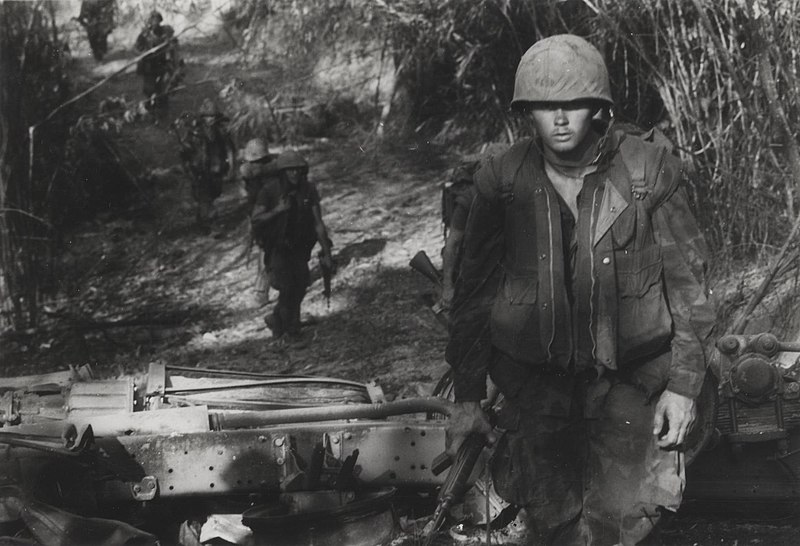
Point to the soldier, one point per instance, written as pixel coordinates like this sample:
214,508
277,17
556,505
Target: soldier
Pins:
207,152
582,295
258,169
288,218
97,17
159,69
457,197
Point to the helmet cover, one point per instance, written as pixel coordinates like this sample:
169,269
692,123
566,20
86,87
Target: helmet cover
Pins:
291,160
255,149
561,68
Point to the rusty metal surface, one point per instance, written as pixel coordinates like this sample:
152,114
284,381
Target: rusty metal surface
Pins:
269,459
101,397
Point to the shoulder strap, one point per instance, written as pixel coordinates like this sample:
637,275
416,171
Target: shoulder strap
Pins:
644,161
511,163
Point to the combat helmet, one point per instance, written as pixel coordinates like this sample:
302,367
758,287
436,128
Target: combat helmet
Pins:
255,150
208,108
291,160
561,68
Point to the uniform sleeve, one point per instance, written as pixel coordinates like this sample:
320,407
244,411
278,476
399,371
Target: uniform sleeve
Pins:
461,210
469,347
685,253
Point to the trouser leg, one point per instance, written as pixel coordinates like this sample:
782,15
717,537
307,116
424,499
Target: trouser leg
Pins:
629,478
539,460
290,276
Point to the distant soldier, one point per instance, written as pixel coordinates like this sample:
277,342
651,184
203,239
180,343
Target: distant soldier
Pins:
97,17
258,169
159,69
287,213
207,152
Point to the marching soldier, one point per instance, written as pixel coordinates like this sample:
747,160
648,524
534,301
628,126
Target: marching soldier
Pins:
288,217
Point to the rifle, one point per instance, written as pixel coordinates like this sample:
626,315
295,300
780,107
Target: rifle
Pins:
422,264
327,274
455,486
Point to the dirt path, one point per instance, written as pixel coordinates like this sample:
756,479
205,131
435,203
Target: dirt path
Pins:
159,289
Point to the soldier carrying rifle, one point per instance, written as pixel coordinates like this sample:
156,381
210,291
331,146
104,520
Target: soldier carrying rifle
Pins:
287,221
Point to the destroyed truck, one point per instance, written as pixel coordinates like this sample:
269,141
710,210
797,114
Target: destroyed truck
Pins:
191,456
188,456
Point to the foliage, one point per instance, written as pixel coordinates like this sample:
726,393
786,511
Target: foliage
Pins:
33,62
689,66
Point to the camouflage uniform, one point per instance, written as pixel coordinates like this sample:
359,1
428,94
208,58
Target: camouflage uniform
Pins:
582,323
287,237
97,16
159,69
207,152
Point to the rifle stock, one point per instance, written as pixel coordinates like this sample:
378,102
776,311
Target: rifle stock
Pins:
422,264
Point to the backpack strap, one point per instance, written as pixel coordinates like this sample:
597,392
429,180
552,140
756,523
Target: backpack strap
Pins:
649,190
512,161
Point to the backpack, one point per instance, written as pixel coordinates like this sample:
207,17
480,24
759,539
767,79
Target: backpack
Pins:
460,183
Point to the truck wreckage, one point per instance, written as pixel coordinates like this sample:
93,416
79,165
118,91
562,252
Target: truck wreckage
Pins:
191,456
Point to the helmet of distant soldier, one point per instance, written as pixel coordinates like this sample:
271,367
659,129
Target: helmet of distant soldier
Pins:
561,68
464,172
255,149
208,108
154,17
291,160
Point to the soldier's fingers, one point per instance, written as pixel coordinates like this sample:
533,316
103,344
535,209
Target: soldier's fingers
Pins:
658,423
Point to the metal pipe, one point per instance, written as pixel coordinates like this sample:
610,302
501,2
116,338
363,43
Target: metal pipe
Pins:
267,383
222,421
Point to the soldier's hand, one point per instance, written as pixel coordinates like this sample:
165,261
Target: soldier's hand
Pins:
674,417
468,417
327,261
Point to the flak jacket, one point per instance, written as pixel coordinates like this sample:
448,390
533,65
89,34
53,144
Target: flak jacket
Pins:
639,296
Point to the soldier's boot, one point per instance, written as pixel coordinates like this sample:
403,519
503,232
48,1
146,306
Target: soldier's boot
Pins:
274,323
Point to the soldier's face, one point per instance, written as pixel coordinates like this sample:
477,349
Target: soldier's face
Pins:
562,126
295,176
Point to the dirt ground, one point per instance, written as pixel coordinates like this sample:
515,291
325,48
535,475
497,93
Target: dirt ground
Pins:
150,286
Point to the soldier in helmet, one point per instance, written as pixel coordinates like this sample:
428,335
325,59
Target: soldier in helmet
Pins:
97,17
207,152
581,294
288,220
157,69
258,170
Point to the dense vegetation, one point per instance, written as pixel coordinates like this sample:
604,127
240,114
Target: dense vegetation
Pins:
719,77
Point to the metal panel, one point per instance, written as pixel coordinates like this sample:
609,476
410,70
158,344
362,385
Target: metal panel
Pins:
101,397
242,461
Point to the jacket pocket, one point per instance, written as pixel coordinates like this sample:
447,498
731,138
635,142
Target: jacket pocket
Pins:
645,321
515,318
520,289
638,271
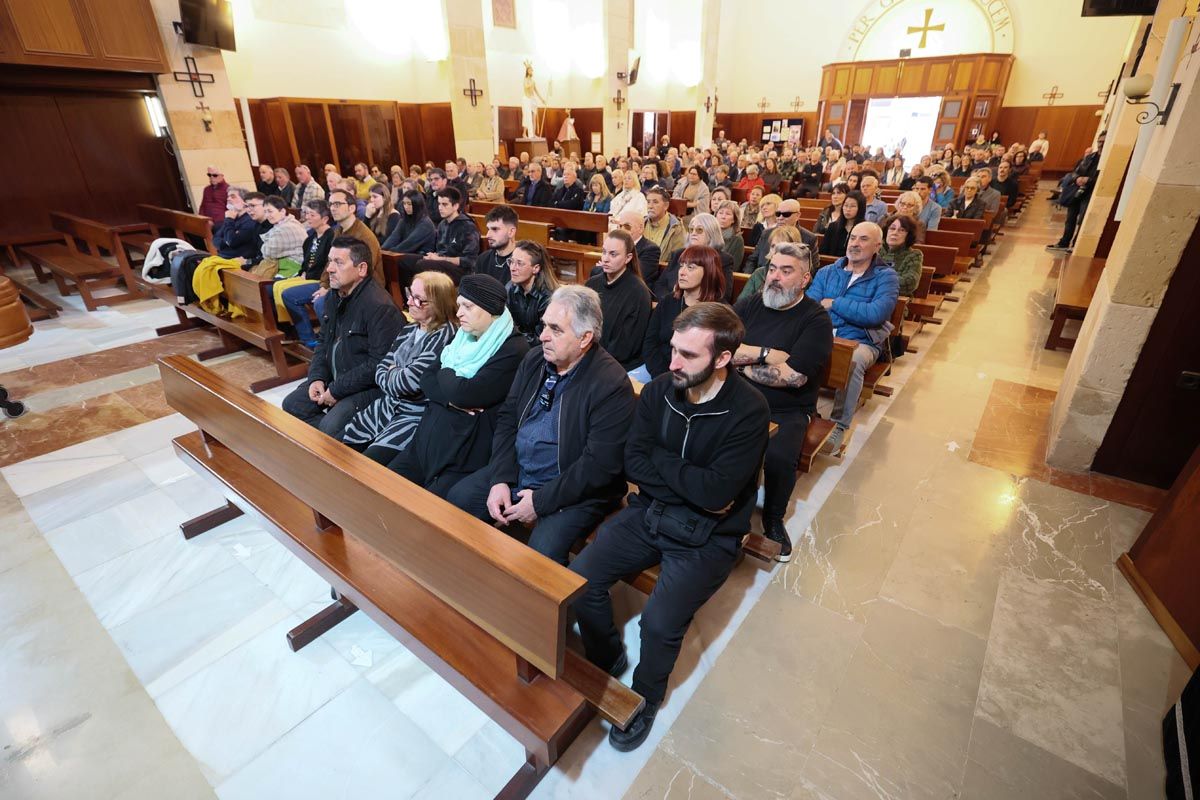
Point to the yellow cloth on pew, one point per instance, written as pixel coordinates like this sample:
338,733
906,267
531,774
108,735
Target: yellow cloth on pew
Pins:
208,287
277,293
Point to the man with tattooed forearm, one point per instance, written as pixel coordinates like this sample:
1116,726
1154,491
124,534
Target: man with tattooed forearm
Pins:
787,343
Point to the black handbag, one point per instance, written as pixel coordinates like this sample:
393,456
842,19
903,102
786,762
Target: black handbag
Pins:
679,522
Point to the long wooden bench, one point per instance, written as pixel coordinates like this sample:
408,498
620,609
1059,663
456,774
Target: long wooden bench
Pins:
1078,278
483,611
581,221
84,270
258,328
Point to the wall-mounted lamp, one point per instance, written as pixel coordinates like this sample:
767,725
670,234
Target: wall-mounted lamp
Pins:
1138,88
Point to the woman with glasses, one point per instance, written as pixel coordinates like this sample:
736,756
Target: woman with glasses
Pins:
701,278
899,236
909,205
532,283
694,188
491,188
599,197
837,234
703,230
832,212
730,220
384,428
415,232
466,390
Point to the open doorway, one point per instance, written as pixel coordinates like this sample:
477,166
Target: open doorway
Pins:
901,122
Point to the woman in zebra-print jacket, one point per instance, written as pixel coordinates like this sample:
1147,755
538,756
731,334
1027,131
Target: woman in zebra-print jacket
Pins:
385,427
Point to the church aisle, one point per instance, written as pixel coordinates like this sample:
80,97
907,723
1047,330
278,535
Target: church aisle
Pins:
946,629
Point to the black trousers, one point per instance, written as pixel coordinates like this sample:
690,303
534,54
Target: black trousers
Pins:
331,420
411,265
688,578
781,462
552,535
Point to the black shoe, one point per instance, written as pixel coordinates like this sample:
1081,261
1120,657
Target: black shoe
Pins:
633,737
774,530
619,666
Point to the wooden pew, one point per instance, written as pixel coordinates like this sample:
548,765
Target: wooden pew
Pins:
583,221
259,328
1078,278
481,609
84,270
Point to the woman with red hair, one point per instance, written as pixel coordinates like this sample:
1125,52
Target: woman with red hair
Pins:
701,278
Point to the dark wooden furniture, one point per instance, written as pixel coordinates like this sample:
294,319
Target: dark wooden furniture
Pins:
481,609
1163,564
1078,278
84,270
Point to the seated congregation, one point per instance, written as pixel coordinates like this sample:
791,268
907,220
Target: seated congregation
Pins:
622,417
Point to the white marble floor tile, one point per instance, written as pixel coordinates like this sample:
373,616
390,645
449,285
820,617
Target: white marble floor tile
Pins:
1051,674
61,465
85,495
435,705
171,641
234,709
355,746
145,438
163,467
143,578
93,540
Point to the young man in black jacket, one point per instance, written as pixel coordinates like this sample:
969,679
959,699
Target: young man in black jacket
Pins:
694,451
457,244
557,452
624,298
357,330
789,341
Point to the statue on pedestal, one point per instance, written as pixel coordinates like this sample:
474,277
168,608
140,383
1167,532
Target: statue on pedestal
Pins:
532,106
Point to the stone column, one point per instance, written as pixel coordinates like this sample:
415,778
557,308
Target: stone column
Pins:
709,49
617,22
1159,220
1122,132
196,148
473,133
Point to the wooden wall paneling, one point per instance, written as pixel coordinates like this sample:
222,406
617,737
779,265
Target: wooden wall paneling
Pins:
411,131
437,132
123,161
125,31
863,77
48,28
683,127
887,79
937,78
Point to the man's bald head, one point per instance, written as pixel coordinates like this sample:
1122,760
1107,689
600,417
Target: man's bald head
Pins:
633,222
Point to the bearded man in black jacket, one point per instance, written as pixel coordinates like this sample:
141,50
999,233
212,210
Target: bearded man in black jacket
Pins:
695,452
557,452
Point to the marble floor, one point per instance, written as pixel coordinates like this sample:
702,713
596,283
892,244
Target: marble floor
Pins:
952,624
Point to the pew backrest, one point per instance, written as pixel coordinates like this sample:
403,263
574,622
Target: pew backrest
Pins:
505,588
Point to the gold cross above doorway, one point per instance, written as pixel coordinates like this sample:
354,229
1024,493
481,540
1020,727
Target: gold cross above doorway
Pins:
924,29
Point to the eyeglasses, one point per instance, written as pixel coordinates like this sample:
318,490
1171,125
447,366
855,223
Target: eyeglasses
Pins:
413,300
546,398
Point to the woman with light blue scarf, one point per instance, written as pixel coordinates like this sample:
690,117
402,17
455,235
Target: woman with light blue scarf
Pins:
466,392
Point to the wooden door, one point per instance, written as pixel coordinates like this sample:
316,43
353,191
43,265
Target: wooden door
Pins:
1157,423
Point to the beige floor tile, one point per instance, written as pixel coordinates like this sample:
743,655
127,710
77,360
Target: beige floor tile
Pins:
1002,767
751,722
841,559
901,719
1053,673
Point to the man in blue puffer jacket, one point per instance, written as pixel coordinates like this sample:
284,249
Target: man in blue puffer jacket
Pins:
859,294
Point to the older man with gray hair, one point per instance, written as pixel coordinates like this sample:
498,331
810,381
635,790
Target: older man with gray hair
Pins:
787,343
558,449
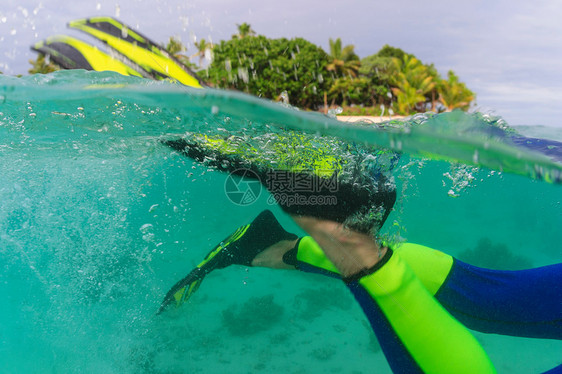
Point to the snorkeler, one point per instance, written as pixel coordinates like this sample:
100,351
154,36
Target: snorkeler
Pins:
-- -- --
*GIVEN INSTRUCTION*:
Retype the lines exactly, starting at the line that contains "Point to the woman with light" and continuing through the last line. Leave out the picture markers.

*SOLUTION TO THE PROBLEM*:
Point to the woman with light blue scarf, one point per instance, written as pixel coordinates like this sample:
690,117
402,17
455,235
Target: woman with light blue scarf
Pins:
466,392
Point to the wooden door, one point per instance, written as pixel coordinates like this sample:
316,43
353,191
43,265
Target: wooden door
Pins:
1157,423
Point to the beige floor tile, one point per instance, written as pixel coordinates like this sample:
743,655
127,710
77,360
Target: beige floor tile
Pins:
1002,767
751,722
841,559
901,719
1053,673
Point to the man in blue puffer jacket, one point per instance, written as pixel coordinates like this sample:
284,249
Target: man in blue puffer jacket
Pins:
859,294
Point to the older man with gray hair, one point per instance, written as pixel coordinates like this sample:
498,331
810,381
635,790
Target: older man with gray hair
Pins:
787,343
558,449
Point to the snorkeler, one point per instance, written as pixel coordinates like this sample:
100,351
154,36
Target: snorkeler
Pins:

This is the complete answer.